§ **WHAT TO WORK ON**:
Put all the records below into a Markdown table with two columns, Row and Record, giving each row a number and leaving out blank lines.

------------------------------------------------------------

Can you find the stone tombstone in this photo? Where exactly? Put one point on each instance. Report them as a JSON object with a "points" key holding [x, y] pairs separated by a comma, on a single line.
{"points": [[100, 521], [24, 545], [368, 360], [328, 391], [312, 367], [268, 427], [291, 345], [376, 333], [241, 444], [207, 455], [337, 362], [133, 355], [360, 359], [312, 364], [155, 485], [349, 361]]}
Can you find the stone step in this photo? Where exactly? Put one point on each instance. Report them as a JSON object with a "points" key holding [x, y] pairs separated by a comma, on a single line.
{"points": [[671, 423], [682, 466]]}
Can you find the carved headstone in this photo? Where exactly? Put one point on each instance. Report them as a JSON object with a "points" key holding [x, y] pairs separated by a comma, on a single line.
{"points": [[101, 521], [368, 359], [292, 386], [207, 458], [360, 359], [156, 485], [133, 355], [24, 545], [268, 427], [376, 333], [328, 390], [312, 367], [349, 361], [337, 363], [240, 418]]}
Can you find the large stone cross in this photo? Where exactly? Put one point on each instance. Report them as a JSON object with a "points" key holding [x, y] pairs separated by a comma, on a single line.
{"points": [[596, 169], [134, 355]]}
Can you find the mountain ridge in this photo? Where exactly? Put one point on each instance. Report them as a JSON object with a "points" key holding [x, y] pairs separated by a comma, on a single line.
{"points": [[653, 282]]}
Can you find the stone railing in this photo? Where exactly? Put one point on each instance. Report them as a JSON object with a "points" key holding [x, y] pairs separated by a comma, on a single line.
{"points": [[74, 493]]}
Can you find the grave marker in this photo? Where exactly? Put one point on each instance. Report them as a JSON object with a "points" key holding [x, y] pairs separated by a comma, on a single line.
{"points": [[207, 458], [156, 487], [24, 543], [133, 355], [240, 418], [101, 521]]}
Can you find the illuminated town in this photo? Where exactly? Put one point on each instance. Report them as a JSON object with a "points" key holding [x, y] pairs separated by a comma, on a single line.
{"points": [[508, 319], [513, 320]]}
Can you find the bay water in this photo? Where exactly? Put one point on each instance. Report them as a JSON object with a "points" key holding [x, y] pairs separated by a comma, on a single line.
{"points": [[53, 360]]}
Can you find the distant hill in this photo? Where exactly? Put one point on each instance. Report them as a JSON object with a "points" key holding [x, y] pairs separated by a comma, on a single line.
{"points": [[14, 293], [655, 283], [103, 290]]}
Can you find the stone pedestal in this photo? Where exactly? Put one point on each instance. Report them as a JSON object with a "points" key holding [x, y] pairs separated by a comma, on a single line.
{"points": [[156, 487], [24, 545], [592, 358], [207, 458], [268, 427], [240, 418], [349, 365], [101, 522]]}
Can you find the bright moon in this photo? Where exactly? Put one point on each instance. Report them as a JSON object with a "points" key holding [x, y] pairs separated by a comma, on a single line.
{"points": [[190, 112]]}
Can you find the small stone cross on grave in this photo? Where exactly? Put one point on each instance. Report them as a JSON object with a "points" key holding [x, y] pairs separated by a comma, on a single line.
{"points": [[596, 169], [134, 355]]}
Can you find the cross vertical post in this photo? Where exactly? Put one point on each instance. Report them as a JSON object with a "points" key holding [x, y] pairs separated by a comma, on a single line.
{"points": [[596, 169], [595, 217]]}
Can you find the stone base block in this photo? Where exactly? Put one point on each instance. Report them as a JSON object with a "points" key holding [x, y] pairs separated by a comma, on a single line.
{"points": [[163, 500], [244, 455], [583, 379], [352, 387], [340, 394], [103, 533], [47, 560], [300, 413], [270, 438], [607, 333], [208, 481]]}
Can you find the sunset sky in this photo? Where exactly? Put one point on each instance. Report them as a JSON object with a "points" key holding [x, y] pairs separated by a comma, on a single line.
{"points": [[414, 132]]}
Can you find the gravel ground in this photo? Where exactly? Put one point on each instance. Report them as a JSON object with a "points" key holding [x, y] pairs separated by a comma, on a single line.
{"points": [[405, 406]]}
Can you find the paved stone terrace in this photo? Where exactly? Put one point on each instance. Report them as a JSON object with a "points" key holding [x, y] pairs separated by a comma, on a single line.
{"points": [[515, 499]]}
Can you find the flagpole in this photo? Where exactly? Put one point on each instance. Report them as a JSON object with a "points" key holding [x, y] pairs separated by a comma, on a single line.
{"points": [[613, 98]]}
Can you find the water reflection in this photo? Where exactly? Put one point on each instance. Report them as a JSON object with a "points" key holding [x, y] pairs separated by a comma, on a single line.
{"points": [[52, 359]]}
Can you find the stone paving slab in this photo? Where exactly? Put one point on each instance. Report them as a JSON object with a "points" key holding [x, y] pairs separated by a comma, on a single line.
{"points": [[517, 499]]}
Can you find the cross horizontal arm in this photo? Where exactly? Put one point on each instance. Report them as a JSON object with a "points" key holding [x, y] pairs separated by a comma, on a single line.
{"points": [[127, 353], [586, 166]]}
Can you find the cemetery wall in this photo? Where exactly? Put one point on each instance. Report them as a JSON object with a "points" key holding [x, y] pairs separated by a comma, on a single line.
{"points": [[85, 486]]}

------------------------------------------------------------

§ **TASK RESPONSE**:
| Row | Record |
|---|---|
| 1 | Can you find the stone tombstone in this photo? Where exactly? Put one point on each instance. Report them as a JSON object with a "points" key holding [x, y] pairs separated by a comma, on a single line. |
| 2 | {"points": [[100, 521], [24, 545], [368, 360], [328, 391], [312, 367], [268, 427], [291, 345], [376, 333], [241, 444], [207, 455], [337, 362], [133, 355], [360, 359], [312, 364], [155, 485], [349, 361]]} |
| 3 | Can you find the stone step in this photo? Where exactly? Put one point on each instance. Report them as a JSON object with a "points" key holding [x, y] pairs separated by a comma, on a single line. |
| 4 | {"points": [[671, 423], [682, 466]]} |
| 5 | Can you find the carved headstone in this photo? Where exactly? Put one point on each instance. Report them as a JSON object with a "points" key holding [x, y] pairs separated by a comma, on a single line. |
| 6 | {"points": [[101, 521], [368, 359], [292, 386], [207, 458], [360, 359], [156, 485], [133, 355], [24, 545], [268, 427], [376, 333], [328, 390], [312, 367], [349, 361], [337, 363], [240, 418]]} |
| 7 | Can you find the large stone cross in this photo? Where exactly? Put one point on each instance. Report them as a JSON object with a "points" key holding [x, y] pairs separated by a comma, on a single line. |
| 8 | {"points": [[596, 169], [134, 355]]} |
| 9 | Can you find the mountain ridge in this photo? Where exactly? Put one point on each instance. Report them as a JSON object with a "points" key holding [x, y] pairs separated by a comma, on a single line. |
| 10 | {"points": [[653, 282]]} |
| 11 | Can you find the stone railing in this photo? Where exactly? Put one point on each instance. Report them as a JSON object with a "points" key holding [x, y] pairs separated by a comma, on a single line. |
| 12 | {"points": [[74, 493]]} |
| 13 | Can you find the grave marker in this photo? Where exactly? Put one point on each instance. Report them as a JSON object with a "points" key holding [x, y] pairs separated by a comma, on a single line. |
| 14 | {"points": [[207, 458], [156, 487], [24, 543], [133, 355], [240, 418], [101, 521]]} |
| 15 | Can you find the illuminated town in this photo? Where exactly? Put one point on each instance. Report them as a JSON object with a "points" key holding [x, y] pairs separated by a comma, on a single line. |
| 16 | {"points": [[508, 319], [513, 320]]} |
| 17 | Can you find the bay water in this photo? Where exactly? Put one point on each instance. Report them as a JSON object with a "points" key holding [x, y] pairs separated by a comma, on a single line. |
| 18 | {"points": [[53, 360]]} |
| 19 | Can you find the distant hill in this photo? Where exactly? Put one point on each instance. Report them as a JSON object with a "points" key holding [x, y] pairs separated by a comma, on a single line. |
| 20 | {"points": [[14, 293], [655, 283], [103, 290]]} |
| 21 | Can you find the stone pedestal in this photo? Where exactly? Put one point on each instance. Report them as a JSON object with a "points" key holding [x, y] pairs separated by a comma, on a single line. |
| 22 | {"points": [[156, 487], [24, 545], [592, 358], [207, 458], [268, 427], [240, 418], [349, 365], [101, 522]]} |
| 23 | Can you find the bright moon in this photo? Where exactly? Put one point on each instance. Report them as a JSON object with a "points" key holding [x, y] pairs separated by a comma, on a single line. |
| 24 | {"points": [[190, 112]]} |
| 25 | Can you find the small stone cross on grave in this photo? Where exactly? Put one point on each instance. Report them as a JSON object with a "points" key holding [x, y] pairs separated by a comma, on a single line. |
| 26 | {"points": [[596, 169], [134, 355]]} |
| 27 | Can you find the cross vertical post in this photo? Where exactly? Put one point on each instance. Report them as a JSON object with a "points" key holding [x, y] pairs separated by a comma, on a single line. |
| 28 | {"points": [[596, 169], [595, 217]]} |
| 29 | Can you find the stone base block in this photo? Where exactly? Put one point on each instance. Report them as a JSON object with a "points" key holding [x, y] pairs separated by a comma, on a single line. |
| 30 | {"points": [[163, 500], [244, 455], [583, 379], [352, 387], [340, 394], [103, 533], [47, 560], [300, 413], [270, 438], [607, 333], [208, 481]]} |
| 31 | Can you find the sunset sky in this photo? Where exactly? Put one point on each instance. Report them as a JSON object with a "points" key holding [x, y] pairs separated by a comma, on a single line. |
| 32 | {"points": [[414, 132]]} |
| 33 | Can you find the gravel ground in this photo? Where exactly? Put one point on each instance. Report them as a JSON object with a "points" key holding [x, y] pairs separated by a comma, on a single line. |
| 34 | {"points": [[405, 406]]} |
| 35 | Can you find the paved stone terrace in this photo? Where exactly? Put one point on each instance. Report them as a JSON object with a "points" key holding [x, y] pairs separated by a comma, on a single line. |
| 36 | {"points": [[515, 499]]} |
| 37 | Can you find the flagpole in this photo? Where exactly? Put one point on each instance. Report them as a JSON object with a "points" key holding [x, y] pairs separated by a comma, on a single line. |
| 38 | {"points": [[613, 98]]} |
| 39 | Can you find the water reflection in this photo? Where exactly? Put one point on each instance. Report them as a JSON object with a "points" key holding [x, y] pairs separated by a comma, on a single line. |
| 40 | {"points": [[52, 359]]} |
| 41 | Can you find the stone paving slab in this photo? Where exactly? Put one point on each instance. Report them as a JSON object with a "points" key holding [x, y] pairs separated by a comma, on a single line. |
| 42 | {"points": [[517, 499]]} |
| 43 | Can you find the cross horizontal arm in this photo? Where exactly? Put one point on each instance. Report them as a JSON object with a "points" key holding [x, y] pairs separated by a comma, on a single line. |
| 44 | {"points": [[127, 353], [586, 166]]} |
| 45 | Can you find the cemetery wall in this photo? Where exactly? Put one point on each instance. Report them as a JSON object with a "points" key holding [x, y] pairs separated by a comma, on a single line. |
| 46 | {"points": [[85, 486]]} |